> [Extract]:
══════
Star Bright and the Sub-Brown Dwarfs: Part II
Our questions about sub-brown dwarfs and extrasolar planets are hampered by our ability to observe them. For now, they are mere shadows, teasing us with their presence but denying us a good solid look.
Most brown dwarfs are located by infrared instruments, which detect the heat generated by the faded star. Infrared instruments can also detect a young sub-brown dwarf during the first 20 million years of its life. In these early years, a sub-brown dwarf has an atmospheric temperature of 1,500 to 2,000 K (1,227 to 1,727 degrees C; 2,240 to 3,140 F), giving it a thermal signature similar to a very cool star. Some astronomers claim to have detected sub-brown dwarfs in this way in young star-forming regions such as Sigma Orionis. But most sub-brown dwarfs will be too old and too cold to be detected by infrared telescopes.
Astronomers have not yet obtained a direct image of a planetary-mass object in orbit around a star. Most extrasolar planets have been found because of the gravitational influence they exert: as a planet orbits a star, the planet will pull at the star from different sides. As a star is pulled away from us, the starlight is Doppler-stretched to longer red wavelengths. When the star is pulled toward us, the starlight is scrunched toward shorter blue wavelengths. Astronomers look at this light shift to determine characteristics of the orbiting planet, such as the minimum possible mass of the planet and its distance from the star.
As sub-brown dwarfs drift around in space – and studies suggest there are a great deal of them out there – it is possible that they will eventually become gravitationally bound to a more massive star. If this happens, the sub-brown dwarf will gravitationally act on a star the same way a planet does. If the sub-brown dwarf is too cold to be recognized by infrared instruments, how could we tell that this is a binary star system and not a gas giant planet orbiting a star?
══════
> [Problems and tasks]:
[a] In the sub-brown dwarf article, which young star-forming region is named as a place where some astronomers claim to have detected sub-brown dwarfs?
[b] Continue the sub-brown dwarf article from its final sentence.
The entries that follow have nothing to do with the sub-brown dwarf article.
══════
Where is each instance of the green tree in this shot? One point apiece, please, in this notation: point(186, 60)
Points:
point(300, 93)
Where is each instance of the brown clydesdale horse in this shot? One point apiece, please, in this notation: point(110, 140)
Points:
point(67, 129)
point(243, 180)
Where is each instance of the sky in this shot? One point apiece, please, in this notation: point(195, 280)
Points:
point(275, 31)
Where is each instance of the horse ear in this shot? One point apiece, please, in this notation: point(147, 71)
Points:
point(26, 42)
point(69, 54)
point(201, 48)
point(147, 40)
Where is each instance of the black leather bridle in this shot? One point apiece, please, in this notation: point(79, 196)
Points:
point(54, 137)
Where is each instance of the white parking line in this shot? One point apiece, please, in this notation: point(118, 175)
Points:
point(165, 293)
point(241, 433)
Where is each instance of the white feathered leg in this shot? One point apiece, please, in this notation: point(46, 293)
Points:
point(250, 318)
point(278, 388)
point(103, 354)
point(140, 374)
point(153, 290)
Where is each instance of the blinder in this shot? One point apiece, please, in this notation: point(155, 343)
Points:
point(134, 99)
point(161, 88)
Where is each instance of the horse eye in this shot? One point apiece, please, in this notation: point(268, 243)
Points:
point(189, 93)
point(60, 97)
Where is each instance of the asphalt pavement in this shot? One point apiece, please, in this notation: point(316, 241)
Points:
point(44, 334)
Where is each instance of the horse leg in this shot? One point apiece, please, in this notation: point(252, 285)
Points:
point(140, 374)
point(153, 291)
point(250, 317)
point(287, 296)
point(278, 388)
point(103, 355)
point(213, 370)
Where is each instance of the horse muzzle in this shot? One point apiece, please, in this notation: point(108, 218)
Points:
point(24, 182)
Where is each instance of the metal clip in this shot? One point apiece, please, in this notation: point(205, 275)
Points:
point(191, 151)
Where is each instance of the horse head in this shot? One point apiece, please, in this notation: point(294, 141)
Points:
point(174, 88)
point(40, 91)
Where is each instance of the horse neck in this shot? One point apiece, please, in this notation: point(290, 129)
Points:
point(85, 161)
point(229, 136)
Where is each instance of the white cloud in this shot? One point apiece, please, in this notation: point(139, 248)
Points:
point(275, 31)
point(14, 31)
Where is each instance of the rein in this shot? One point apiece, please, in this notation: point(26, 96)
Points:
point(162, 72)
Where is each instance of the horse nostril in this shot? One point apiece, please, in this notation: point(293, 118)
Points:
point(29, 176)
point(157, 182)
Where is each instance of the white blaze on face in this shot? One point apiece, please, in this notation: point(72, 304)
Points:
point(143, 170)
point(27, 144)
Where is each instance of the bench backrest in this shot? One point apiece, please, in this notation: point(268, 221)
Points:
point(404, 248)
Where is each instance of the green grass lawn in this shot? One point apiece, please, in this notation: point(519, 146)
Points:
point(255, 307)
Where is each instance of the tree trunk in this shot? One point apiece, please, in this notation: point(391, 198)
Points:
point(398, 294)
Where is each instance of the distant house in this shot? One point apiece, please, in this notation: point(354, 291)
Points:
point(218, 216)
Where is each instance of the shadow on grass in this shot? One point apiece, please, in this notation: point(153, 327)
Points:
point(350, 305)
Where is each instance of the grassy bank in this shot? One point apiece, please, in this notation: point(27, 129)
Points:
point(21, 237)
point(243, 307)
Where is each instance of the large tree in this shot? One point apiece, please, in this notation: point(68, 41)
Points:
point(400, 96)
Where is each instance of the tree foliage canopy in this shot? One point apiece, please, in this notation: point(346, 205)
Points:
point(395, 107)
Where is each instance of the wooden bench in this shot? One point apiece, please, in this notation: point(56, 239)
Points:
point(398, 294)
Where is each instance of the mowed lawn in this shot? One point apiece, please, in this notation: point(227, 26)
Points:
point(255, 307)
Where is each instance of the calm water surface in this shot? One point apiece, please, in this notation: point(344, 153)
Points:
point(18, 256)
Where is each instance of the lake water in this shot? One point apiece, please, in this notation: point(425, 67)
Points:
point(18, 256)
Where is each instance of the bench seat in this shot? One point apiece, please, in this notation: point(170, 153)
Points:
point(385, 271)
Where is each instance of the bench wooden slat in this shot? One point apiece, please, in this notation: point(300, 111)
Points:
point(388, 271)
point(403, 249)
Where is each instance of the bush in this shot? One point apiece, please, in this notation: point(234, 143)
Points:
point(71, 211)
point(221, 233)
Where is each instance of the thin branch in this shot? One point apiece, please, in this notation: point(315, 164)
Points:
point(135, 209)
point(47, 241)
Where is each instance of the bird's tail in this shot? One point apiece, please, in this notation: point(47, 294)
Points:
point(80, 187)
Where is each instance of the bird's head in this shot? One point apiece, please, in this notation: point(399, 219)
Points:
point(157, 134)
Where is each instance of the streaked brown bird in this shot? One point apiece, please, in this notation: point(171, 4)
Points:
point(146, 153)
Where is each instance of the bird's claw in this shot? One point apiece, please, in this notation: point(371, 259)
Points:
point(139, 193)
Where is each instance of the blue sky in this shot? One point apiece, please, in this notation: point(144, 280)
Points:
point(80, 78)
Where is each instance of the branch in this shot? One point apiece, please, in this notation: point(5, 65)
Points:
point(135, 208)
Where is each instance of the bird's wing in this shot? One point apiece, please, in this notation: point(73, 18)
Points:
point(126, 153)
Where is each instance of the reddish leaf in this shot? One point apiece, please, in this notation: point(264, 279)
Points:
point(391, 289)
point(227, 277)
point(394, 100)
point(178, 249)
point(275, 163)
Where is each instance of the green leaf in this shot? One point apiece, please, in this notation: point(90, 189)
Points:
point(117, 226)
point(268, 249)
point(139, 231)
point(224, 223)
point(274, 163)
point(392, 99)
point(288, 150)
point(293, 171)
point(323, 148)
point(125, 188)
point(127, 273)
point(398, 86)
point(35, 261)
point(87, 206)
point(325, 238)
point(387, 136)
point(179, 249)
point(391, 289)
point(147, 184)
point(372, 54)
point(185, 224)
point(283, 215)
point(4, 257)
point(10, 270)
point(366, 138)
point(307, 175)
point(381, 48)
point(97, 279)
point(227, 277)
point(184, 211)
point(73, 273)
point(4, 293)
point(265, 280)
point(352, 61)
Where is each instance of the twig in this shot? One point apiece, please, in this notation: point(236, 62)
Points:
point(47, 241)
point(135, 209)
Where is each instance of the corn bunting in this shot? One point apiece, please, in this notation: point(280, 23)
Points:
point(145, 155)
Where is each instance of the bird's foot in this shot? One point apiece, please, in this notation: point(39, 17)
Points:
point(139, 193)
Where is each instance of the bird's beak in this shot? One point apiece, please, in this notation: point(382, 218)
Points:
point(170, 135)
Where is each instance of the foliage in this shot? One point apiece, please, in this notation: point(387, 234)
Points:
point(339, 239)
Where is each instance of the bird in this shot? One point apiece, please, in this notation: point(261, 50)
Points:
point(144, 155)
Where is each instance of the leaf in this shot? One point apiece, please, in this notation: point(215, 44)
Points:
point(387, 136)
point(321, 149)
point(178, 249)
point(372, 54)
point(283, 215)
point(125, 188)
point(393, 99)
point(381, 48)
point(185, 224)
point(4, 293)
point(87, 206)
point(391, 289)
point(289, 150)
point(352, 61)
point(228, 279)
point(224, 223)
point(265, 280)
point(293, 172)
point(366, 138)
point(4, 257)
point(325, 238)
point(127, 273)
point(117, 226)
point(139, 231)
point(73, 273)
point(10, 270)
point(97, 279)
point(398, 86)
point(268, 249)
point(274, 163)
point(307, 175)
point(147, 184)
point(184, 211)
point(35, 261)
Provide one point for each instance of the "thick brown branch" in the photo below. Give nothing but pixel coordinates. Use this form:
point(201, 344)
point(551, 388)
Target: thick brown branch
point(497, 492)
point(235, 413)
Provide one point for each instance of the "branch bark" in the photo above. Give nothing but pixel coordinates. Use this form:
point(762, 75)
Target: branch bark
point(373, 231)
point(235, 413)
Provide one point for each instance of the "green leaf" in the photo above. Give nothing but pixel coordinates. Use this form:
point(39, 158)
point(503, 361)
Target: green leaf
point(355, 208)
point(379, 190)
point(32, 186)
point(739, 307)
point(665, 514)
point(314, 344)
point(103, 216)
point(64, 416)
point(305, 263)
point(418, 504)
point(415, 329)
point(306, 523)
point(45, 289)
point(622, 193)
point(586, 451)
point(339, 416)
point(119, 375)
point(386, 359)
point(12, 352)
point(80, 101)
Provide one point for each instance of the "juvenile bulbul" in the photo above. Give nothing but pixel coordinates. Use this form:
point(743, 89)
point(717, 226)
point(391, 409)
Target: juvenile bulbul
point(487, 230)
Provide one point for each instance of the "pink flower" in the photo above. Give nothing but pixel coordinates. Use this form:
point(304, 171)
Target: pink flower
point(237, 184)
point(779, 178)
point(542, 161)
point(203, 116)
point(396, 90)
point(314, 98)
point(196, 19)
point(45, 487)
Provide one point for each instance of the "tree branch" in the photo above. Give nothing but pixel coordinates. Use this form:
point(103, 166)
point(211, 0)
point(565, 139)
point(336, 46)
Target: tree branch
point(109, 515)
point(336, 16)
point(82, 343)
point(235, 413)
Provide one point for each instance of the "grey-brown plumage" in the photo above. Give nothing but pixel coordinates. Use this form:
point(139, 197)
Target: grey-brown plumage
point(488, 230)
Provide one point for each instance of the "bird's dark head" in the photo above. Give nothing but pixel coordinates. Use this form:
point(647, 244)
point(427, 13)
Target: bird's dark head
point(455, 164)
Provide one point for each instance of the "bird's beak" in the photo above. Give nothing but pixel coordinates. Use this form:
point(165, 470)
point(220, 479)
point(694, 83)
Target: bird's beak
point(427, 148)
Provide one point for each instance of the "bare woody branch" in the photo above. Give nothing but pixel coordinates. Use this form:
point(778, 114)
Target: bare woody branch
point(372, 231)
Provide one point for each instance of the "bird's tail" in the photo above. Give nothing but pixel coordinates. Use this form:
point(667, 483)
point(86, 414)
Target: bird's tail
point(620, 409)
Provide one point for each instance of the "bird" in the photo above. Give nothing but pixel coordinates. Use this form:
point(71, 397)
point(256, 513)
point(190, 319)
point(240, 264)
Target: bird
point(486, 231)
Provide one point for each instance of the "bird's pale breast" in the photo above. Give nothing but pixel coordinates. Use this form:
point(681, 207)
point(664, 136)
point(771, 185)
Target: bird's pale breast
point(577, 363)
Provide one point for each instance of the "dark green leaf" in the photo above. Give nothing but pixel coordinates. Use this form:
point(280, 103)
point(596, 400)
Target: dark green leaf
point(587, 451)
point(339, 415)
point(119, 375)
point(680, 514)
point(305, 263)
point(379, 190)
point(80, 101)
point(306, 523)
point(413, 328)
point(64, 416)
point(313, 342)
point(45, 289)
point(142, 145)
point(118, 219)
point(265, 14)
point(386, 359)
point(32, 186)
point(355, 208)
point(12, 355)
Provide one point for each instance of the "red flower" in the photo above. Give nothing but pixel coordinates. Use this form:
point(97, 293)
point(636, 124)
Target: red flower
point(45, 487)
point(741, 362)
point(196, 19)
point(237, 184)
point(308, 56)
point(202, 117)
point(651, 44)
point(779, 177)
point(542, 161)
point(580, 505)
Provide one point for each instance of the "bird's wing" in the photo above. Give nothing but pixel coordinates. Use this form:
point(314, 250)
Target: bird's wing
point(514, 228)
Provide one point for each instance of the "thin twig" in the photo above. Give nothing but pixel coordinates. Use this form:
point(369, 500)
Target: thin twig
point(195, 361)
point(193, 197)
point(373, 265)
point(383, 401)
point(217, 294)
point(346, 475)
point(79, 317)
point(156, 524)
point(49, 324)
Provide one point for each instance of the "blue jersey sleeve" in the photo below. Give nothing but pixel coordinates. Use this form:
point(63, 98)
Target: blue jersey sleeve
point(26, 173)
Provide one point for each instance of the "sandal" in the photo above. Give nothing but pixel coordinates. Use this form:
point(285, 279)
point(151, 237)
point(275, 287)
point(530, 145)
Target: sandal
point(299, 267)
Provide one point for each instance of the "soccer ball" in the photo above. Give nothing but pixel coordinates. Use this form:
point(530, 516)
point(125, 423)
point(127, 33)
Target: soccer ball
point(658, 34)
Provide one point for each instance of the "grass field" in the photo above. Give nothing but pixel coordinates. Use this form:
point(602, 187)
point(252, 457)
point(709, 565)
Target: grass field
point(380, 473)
══════
> [Answers for the tasks]:
[a] Sigma Orionis.

[b]
Alan Boss, who is the chairperson for the IAU’s Working Group on Extrasolar Planets, says the captured sub-brown dwarf would be interpreted to be a planet. The only way to tell that such an object is a sub-brown dwarf is to know that it formed like a star.
He says that even more massive objects, crossing over into brown dwarf dimensions, also would be defined as planets if they are found orbiting stars.
“If it turns out that companions to solar-type stars tend to have maximum masses of 15 Jupiter masses, I would call them all planets,” says Boss. “I don’t think many sub-brown dwarfs are likely to be captured around solar-type stars, so if a 15 Jupiter mass object was found in orbit around a solar-type, I would expect it to have formed there, not to have been captured.”
According to Boss, capture isn’t likely, and sub-brown dwarfs can’t originally form close to a sun-like star to create a binary system, either. Boss says that the circumstances of a star’s birth would prevent this from happening. Any sub-brown dwarf that orbited around a more massive star in its earliest years would gather a lot of mass, and would end up being much more massive itself. What’s more likely, he says, is that after sub-brown dwarfs form as members of multiple star systems, before they can gather any more mass they are ejected outward to becomes free-floaters in regions of recent star formation. In this light, any low-mass companion to a sun-like star would have to be born as a planet.
There are, however, a few sun-like stars that have brown dwarf companions with close orbits. This is rare — about 80 percent of brown dwarfs are solitary, and when they do form binaries with solar-like stars, they tend to do so at very large distances, such as 100 AU (100 times the distance between the Earth and the sun). Extrasolar planets, on the other hand, often orbit very close — within 5 AU or less — of a sun-like star. Astronomers refer to the paucity of close-orbit brown dwarfs as “the brown dwarf desert.”
But could this be a desert of our own making? Stars can swap in and out of binary systems, so even if a brown dwarf could not form close to a sun-like star, one could end up there later. This may have been what happened with the close-orbit brown dwarfs. Yet a star that is hotter than its companion could strip away mass. Perhaps brown dwarfs are more common at great distances to sun-like stars because when they are further in, they tend to lose mass and “turn into” extrasolar planets. Yet according to Iain Neill Reid of the Space Telescope Science Institute, that’s not likely for even the less massive sub-brown dwarfs.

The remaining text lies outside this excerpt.